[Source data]
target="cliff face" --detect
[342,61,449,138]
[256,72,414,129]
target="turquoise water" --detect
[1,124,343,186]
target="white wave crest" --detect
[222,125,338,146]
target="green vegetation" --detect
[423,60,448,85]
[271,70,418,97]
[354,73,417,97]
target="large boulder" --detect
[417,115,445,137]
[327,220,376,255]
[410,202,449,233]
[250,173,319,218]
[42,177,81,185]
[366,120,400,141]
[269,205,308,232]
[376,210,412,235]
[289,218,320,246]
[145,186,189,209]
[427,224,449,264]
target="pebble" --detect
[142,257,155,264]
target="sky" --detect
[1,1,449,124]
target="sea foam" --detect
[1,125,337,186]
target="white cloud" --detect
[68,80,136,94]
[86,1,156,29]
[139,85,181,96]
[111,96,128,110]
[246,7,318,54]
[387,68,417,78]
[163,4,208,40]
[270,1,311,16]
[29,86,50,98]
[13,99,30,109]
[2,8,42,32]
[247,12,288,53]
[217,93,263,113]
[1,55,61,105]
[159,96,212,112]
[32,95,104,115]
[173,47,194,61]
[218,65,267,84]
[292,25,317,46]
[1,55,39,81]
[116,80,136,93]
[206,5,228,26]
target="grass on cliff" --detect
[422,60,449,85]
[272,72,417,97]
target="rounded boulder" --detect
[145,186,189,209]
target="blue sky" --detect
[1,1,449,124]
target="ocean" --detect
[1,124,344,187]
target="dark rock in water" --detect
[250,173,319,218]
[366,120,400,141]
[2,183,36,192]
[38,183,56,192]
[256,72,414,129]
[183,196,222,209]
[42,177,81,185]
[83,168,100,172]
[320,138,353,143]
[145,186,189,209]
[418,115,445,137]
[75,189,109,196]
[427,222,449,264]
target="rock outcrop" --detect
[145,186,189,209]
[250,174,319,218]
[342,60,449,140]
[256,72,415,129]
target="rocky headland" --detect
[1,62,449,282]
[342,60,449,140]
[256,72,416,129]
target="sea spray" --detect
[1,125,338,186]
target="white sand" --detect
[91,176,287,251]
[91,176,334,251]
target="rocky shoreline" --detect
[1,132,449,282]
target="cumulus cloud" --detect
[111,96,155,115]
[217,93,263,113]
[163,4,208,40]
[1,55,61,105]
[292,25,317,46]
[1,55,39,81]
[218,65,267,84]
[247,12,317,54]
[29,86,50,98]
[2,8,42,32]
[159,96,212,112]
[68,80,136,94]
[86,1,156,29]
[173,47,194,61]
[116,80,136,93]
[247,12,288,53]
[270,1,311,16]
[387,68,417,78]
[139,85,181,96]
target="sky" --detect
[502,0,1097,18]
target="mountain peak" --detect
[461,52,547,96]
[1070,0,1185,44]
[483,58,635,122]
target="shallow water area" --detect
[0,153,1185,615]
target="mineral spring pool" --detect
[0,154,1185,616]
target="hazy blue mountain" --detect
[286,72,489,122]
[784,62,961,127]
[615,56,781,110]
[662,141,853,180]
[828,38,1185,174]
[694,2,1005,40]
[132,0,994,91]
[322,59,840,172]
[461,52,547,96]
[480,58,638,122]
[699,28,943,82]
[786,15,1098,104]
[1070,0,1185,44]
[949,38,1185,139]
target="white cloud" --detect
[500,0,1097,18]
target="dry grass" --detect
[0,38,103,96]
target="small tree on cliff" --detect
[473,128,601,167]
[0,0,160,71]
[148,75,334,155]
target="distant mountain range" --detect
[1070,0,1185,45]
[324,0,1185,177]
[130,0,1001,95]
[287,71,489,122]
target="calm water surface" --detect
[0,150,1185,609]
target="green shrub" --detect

> _What you should do_:
Collect every line of the material above that contains the string "grass". Letter case counts.

> _Reply to the exercise_:
target="grass on cliff" --detect
target="dry grass" --detect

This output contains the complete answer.